Data items
:::::
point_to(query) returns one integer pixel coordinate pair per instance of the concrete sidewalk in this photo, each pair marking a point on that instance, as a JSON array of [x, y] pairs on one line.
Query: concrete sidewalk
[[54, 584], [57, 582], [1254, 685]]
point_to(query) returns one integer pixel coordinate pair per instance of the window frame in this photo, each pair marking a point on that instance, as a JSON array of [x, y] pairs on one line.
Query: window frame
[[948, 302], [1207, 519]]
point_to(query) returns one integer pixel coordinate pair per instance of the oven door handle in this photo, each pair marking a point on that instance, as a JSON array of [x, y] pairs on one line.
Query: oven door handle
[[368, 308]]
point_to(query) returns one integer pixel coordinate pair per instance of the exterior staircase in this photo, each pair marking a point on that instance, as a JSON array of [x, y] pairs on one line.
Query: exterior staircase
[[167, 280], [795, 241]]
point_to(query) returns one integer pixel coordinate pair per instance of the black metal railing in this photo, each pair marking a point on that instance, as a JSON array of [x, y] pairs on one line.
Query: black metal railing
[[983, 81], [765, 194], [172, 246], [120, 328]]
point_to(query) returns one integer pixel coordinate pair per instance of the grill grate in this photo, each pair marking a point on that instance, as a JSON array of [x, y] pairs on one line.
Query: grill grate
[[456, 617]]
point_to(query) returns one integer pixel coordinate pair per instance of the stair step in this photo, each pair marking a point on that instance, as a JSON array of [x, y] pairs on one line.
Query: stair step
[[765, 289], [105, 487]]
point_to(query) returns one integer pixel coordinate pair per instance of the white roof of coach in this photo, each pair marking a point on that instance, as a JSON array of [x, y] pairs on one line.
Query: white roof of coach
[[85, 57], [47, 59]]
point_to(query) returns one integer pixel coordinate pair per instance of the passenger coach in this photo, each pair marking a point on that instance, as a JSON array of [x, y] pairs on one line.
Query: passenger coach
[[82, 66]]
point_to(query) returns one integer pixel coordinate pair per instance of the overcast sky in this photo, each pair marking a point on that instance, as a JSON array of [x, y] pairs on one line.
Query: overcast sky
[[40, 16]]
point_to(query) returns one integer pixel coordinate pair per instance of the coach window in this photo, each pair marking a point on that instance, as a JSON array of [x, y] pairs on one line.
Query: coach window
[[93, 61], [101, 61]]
:::::
* _GIVEN REQUEST_
Write out the entries from their first line up to and including the line with "[[54, 584], [57, 582], [1254, 685]]", reproducing each line without any change.

* _EXERCISE SOLUTION_
point_to(query) returns one integer pixel coordinate pair per instance of the concrete sidewalk in this photo, each pair marking a point on that instance, as a JSON array of [x, y] pairs on one line.
Query: concrete sidewalk
[[54, 584], [57, 582], [1254, 685]]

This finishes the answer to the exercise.